— STATED TASK —
Set down exactly, and only, the lines from the one with "Exercise. Tag every instance of the water reflection" to the final line of the entries, both included.

Dataset excerpt:
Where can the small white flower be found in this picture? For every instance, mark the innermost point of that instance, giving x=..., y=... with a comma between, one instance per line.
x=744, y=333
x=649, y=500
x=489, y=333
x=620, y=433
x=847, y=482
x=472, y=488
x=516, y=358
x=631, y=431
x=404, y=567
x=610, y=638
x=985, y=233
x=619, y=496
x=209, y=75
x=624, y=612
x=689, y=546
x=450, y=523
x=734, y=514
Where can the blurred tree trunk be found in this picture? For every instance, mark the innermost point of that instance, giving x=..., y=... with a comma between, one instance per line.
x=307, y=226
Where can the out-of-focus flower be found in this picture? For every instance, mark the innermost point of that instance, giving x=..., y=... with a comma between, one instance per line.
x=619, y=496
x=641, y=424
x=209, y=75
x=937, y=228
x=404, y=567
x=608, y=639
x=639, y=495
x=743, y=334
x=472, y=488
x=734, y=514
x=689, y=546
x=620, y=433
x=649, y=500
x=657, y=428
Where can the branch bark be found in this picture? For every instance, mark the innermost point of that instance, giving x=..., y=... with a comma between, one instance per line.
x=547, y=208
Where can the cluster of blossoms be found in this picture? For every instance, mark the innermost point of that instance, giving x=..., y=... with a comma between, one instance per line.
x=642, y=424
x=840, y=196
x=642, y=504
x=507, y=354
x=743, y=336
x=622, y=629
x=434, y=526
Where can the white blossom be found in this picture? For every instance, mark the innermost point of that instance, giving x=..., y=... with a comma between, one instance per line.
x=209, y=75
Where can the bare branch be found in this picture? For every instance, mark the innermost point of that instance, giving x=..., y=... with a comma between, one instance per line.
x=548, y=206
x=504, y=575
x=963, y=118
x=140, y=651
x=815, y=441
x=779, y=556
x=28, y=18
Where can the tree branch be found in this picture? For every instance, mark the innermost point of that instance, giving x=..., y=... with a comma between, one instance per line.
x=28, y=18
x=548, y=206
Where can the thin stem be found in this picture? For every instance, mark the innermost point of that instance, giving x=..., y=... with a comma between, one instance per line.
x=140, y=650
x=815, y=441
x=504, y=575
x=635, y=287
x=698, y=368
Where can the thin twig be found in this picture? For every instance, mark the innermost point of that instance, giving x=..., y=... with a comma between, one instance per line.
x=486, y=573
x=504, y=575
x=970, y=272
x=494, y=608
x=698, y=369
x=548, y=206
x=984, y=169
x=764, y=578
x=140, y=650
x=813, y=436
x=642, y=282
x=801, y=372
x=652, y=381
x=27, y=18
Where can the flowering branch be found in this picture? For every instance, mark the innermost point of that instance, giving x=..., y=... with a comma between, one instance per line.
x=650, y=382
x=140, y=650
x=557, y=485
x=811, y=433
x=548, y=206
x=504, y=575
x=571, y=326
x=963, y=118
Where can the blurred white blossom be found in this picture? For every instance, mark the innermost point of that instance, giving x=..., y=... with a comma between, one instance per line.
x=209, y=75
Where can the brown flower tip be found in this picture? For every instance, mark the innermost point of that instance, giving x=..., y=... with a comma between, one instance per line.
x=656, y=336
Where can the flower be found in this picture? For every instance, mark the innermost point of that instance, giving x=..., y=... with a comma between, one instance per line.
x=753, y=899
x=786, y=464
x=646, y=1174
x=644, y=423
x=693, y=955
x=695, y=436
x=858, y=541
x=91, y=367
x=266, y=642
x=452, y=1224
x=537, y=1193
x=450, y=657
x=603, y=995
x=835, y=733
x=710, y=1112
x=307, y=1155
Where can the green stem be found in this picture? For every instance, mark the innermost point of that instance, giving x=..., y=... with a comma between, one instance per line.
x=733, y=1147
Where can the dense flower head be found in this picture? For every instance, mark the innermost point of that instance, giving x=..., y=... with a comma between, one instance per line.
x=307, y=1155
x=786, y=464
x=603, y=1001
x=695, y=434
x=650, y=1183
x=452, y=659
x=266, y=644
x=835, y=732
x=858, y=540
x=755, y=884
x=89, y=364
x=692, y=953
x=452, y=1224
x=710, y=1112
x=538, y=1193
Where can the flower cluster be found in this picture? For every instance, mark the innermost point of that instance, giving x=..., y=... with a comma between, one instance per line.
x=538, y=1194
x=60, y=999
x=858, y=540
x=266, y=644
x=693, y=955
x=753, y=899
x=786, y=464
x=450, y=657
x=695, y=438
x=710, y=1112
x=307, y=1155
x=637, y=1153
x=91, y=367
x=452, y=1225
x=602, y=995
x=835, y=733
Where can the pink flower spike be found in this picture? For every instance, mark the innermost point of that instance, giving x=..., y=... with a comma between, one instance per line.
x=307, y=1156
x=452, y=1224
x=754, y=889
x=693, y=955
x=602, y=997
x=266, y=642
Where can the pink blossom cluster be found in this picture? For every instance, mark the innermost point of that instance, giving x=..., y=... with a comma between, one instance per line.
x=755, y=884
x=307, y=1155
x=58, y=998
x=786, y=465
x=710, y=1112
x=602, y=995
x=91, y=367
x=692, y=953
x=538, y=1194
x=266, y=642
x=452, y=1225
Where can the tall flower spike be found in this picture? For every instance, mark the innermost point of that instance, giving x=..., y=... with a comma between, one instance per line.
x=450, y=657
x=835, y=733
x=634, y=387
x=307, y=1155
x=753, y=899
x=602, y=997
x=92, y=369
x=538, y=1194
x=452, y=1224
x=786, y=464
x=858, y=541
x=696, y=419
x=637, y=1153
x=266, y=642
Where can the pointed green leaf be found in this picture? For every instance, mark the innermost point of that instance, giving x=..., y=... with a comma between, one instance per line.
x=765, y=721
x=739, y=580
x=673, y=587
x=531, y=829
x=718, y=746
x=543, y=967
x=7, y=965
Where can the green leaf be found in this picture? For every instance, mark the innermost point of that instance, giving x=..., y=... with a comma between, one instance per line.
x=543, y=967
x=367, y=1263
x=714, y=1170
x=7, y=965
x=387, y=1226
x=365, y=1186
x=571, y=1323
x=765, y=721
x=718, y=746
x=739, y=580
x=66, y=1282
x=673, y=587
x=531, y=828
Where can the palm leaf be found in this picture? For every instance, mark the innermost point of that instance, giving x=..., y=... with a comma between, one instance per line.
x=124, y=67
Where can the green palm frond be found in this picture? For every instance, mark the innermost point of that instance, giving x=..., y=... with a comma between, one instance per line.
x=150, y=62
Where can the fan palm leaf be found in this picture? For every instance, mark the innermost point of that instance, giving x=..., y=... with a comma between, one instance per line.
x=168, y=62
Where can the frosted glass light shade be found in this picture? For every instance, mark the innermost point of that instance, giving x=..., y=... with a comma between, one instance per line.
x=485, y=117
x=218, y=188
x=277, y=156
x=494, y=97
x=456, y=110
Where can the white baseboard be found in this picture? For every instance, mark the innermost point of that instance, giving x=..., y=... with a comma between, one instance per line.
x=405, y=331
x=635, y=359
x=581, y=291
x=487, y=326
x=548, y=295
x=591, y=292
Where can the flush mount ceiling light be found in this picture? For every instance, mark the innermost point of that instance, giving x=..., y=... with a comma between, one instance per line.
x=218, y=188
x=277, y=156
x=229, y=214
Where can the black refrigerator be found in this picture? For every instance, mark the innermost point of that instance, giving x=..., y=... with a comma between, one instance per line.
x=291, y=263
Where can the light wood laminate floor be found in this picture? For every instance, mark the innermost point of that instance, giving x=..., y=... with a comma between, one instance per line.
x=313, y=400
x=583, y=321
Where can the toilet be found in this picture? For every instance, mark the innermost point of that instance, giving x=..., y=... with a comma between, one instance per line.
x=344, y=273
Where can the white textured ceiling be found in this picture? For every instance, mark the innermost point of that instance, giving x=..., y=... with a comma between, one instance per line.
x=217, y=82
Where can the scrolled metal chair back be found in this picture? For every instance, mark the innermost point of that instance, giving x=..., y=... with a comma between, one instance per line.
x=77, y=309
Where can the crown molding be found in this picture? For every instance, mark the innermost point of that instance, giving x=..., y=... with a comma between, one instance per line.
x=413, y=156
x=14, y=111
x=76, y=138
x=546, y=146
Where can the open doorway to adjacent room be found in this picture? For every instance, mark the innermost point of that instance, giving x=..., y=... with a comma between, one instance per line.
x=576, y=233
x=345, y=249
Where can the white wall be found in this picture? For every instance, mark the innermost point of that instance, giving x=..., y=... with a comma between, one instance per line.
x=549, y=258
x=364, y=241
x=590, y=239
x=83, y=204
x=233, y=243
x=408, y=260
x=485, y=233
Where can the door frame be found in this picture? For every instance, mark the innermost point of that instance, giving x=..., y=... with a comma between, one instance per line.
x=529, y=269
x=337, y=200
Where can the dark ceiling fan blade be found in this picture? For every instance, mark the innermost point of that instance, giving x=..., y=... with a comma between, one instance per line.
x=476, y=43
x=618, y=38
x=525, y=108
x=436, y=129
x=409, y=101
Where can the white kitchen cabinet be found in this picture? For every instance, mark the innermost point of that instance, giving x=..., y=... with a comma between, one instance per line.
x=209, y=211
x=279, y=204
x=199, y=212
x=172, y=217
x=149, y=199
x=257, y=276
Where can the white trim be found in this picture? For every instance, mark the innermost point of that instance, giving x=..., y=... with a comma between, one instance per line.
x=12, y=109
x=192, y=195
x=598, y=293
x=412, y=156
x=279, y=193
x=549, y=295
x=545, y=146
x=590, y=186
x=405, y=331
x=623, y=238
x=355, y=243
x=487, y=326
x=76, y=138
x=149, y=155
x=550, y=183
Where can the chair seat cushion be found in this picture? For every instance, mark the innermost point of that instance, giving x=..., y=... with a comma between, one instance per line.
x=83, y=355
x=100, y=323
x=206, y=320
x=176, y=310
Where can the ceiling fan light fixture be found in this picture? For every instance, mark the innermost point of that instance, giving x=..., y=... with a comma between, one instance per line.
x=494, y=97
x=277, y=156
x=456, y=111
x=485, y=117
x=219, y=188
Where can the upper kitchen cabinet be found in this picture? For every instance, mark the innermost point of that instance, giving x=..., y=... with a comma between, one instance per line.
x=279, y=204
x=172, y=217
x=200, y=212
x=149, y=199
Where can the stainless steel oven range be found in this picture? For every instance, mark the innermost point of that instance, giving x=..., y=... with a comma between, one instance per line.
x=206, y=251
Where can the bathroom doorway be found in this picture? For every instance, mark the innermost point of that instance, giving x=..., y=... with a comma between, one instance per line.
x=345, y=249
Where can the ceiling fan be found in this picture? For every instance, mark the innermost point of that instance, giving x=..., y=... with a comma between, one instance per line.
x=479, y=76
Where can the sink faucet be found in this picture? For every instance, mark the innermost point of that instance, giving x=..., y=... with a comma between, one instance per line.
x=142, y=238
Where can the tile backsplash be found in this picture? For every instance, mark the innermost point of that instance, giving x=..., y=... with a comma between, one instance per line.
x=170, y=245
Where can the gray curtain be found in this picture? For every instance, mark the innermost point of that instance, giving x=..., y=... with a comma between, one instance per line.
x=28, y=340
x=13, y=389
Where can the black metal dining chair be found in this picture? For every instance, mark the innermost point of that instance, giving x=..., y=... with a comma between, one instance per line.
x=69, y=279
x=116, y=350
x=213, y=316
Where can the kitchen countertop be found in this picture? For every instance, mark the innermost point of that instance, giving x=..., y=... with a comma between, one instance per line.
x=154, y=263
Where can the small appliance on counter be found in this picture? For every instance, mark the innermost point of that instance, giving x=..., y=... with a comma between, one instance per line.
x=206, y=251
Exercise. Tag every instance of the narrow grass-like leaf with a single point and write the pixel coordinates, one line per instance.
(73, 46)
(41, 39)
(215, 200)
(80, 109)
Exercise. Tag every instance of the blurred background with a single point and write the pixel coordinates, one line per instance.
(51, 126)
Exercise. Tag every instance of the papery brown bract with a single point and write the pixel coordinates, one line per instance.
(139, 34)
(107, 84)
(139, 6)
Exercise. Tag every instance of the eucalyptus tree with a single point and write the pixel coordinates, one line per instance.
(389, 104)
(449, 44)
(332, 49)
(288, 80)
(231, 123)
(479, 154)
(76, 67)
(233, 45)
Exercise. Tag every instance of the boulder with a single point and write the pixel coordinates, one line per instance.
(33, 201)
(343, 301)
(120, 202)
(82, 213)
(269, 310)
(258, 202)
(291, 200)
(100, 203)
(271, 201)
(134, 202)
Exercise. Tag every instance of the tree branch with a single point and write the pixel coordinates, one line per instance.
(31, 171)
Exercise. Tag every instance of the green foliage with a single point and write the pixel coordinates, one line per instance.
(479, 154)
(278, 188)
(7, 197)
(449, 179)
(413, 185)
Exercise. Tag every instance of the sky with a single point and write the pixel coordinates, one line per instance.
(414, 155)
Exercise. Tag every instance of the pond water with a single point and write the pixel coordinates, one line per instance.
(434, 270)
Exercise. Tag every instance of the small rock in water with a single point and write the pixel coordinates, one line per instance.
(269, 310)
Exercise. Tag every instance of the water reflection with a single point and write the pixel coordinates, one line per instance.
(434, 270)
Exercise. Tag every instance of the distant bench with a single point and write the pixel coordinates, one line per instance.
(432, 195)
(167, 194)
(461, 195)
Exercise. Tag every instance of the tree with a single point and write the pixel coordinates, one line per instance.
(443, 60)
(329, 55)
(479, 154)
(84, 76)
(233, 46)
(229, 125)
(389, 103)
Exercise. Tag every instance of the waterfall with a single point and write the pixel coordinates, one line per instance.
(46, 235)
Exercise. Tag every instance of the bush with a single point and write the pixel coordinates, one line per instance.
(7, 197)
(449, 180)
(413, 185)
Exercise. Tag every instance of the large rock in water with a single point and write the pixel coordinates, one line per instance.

— COMPLETED TASK —
Exercise. Tag every instance of the water reflection with a single point and write the pixel coordinates, one line per instance.
(434, 270)
Exercise. Tag every instance of the distant bench with a single point and write the pixel coordinates, one line per instance.
(432, 195)
(167, 194)
(461, 195)
Exercise. Tag every instance of the tree with a single point and write the pixel coordinates, one line per instance.
(443, 60)
(329, 55)
(479, 154)
(84, 76)
(233, 46)
(229, 125)
(389, 103)
Exercise. Tag every instance of the waterfall with a single point and write the pixel coordinates, one line per instance.
(46, 235)
Exercise. Tag every instance of the bush with a single point and write the pixel coordinates, one line per instance.
(7, 197)
(449, 180)
(413, 185)
Exercise. Tag every instance of the large rock in water with a single point and write the pixel coordinates, one line per instance.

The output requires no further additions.